» What needs to be done
Starting from the line with "In this exercise you will spot each instance of the ice", transcribe each line to the end of the records below. Copy them exactly and write nothing else.

Saved entries

---

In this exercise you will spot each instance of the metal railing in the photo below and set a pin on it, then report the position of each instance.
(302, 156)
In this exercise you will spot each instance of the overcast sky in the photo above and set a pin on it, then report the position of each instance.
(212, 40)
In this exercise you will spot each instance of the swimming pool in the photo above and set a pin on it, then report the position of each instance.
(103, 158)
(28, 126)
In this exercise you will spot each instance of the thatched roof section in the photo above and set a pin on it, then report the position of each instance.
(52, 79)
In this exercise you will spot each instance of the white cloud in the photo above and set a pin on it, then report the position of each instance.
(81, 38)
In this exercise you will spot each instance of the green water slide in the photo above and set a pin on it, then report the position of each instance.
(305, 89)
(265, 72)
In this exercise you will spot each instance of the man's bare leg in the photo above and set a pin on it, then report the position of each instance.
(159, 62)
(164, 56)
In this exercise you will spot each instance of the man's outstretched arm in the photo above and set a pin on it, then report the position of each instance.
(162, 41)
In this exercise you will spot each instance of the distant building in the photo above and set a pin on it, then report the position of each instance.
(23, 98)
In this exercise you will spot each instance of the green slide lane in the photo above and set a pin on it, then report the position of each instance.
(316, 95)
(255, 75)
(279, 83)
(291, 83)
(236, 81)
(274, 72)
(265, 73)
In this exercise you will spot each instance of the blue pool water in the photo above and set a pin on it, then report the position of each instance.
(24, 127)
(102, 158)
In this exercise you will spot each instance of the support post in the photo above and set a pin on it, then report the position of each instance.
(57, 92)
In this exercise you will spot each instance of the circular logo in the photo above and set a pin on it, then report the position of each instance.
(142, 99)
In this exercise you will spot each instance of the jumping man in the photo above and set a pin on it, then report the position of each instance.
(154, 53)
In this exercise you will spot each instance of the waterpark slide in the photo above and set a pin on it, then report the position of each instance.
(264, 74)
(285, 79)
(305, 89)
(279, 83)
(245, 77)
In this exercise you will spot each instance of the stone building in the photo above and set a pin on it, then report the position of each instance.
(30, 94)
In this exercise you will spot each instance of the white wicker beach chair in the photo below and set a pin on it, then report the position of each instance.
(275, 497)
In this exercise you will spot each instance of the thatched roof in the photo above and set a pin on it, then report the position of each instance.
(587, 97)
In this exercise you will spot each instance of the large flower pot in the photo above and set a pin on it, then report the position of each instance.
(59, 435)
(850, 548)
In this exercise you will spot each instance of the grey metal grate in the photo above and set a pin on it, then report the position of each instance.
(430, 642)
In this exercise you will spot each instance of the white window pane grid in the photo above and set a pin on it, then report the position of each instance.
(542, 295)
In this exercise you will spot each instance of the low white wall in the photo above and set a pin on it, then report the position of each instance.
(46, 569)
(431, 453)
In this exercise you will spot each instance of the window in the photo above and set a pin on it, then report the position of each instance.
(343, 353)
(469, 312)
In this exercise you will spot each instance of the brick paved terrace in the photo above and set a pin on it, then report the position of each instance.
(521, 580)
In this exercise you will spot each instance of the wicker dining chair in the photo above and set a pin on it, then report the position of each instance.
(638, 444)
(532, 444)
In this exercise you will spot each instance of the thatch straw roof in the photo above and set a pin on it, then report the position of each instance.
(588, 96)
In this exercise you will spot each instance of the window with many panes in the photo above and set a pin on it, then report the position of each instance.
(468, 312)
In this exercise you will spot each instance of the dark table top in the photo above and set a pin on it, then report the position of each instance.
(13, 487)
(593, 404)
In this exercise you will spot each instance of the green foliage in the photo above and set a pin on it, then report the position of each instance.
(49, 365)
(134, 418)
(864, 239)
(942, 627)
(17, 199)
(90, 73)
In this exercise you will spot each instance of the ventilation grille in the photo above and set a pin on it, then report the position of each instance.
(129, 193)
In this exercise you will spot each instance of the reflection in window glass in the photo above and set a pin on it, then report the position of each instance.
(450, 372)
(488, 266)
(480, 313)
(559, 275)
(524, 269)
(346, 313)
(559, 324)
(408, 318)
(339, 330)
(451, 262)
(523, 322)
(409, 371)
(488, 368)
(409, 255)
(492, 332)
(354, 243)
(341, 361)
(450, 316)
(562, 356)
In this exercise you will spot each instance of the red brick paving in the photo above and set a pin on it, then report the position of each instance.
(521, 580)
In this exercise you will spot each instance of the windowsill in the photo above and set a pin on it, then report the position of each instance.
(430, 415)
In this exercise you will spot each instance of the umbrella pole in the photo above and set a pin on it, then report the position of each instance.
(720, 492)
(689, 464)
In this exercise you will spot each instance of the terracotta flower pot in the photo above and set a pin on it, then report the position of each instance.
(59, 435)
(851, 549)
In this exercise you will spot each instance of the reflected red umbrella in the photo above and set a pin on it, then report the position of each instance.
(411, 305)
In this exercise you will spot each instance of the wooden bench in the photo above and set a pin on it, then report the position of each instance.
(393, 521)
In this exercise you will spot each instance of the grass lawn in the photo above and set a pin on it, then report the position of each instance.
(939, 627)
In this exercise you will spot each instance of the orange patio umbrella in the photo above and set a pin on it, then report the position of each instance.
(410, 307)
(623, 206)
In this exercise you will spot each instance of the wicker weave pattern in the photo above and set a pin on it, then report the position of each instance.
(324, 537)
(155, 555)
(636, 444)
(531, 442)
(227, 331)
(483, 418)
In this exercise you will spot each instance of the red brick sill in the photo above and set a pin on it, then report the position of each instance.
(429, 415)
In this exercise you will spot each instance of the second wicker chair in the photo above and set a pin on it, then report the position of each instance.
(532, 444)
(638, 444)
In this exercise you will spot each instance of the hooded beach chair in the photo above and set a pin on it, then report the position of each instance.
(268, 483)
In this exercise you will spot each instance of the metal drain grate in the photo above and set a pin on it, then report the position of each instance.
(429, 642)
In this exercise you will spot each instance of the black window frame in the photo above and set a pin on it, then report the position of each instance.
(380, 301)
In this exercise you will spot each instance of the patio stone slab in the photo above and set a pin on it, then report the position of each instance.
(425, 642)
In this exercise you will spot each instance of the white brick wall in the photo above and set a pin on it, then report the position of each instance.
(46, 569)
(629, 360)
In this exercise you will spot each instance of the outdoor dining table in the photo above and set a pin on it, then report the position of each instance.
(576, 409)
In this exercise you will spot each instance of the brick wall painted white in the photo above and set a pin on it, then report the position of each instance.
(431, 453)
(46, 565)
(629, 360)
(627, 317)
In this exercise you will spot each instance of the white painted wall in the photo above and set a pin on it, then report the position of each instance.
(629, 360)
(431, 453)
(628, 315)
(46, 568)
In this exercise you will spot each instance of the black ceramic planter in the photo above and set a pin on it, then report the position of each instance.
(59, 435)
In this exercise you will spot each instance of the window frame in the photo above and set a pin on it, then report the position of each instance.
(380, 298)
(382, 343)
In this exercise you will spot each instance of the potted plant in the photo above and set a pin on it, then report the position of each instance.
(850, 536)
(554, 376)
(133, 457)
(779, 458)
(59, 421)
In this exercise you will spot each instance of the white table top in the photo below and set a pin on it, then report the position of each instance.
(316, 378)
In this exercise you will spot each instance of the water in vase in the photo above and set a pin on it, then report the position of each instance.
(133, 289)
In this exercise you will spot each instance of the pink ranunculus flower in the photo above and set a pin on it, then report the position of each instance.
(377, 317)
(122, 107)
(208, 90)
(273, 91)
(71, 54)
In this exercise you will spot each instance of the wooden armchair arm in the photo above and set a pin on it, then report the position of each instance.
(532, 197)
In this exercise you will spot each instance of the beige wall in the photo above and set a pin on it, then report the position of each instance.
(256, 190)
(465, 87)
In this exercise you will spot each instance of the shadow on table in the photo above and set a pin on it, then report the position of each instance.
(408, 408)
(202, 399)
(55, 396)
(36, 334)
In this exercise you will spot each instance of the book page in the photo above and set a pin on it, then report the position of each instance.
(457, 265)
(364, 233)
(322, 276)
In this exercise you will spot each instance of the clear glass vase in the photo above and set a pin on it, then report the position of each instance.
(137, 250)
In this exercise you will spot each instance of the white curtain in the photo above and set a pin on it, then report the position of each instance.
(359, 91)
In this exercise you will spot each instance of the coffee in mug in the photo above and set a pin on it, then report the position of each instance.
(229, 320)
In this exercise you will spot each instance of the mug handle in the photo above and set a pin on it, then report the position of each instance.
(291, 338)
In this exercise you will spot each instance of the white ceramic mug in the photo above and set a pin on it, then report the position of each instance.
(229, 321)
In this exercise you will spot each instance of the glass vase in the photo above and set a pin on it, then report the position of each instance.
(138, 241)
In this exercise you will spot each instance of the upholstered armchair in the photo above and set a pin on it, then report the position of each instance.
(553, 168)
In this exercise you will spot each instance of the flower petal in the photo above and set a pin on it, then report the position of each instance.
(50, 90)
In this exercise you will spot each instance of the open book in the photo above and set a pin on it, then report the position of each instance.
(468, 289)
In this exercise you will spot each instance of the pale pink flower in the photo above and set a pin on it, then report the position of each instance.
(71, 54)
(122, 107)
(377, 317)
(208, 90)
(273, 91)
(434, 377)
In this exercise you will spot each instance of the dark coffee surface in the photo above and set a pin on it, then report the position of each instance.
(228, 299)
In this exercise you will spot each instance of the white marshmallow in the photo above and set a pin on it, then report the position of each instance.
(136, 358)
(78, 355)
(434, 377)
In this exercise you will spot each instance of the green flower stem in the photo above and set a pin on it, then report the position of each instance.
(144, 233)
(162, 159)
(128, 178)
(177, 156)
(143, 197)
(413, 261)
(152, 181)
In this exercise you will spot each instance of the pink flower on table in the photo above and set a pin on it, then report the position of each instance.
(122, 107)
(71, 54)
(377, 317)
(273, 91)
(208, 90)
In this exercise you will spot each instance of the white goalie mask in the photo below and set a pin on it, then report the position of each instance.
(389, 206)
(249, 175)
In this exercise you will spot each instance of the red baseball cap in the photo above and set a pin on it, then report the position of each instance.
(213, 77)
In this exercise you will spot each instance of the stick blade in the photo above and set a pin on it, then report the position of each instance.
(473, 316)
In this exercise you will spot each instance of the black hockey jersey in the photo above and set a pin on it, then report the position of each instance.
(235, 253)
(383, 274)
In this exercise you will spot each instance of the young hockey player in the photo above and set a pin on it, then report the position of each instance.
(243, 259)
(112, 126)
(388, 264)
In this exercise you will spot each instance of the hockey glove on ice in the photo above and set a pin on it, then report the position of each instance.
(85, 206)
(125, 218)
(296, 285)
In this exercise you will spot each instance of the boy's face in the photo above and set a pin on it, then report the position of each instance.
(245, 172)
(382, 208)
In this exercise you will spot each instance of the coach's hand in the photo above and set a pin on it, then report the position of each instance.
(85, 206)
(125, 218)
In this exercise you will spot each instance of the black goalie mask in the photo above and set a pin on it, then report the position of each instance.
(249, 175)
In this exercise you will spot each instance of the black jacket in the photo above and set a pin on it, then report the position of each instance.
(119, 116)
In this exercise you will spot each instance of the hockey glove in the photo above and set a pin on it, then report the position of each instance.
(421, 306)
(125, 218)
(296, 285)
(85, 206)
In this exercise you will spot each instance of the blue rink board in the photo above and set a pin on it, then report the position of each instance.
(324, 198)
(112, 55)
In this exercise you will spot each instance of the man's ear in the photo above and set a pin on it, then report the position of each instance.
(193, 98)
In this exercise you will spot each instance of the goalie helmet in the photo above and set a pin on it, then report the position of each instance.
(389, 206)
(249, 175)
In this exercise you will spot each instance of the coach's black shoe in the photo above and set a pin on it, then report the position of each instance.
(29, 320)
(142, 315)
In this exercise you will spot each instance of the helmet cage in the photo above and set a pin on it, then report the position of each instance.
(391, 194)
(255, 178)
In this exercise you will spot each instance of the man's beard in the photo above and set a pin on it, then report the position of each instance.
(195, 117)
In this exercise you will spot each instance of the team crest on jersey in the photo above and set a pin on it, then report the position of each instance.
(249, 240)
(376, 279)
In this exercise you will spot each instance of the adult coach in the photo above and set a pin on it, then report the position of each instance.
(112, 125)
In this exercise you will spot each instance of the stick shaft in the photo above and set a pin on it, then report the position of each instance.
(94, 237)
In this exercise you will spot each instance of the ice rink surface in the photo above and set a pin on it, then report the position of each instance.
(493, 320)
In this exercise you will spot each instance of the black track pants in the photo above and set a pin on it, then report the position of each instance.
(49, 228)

---

» Response to the task
In this exercise you will spot each instance of the ice rink surface in the photo above and set a pin on it, then report the position of each instance.
(493, 320)
In this exercise you will spot each instance of the black track pants in the photo above and set a pin on it, then report the position of each instance.
(49, 228)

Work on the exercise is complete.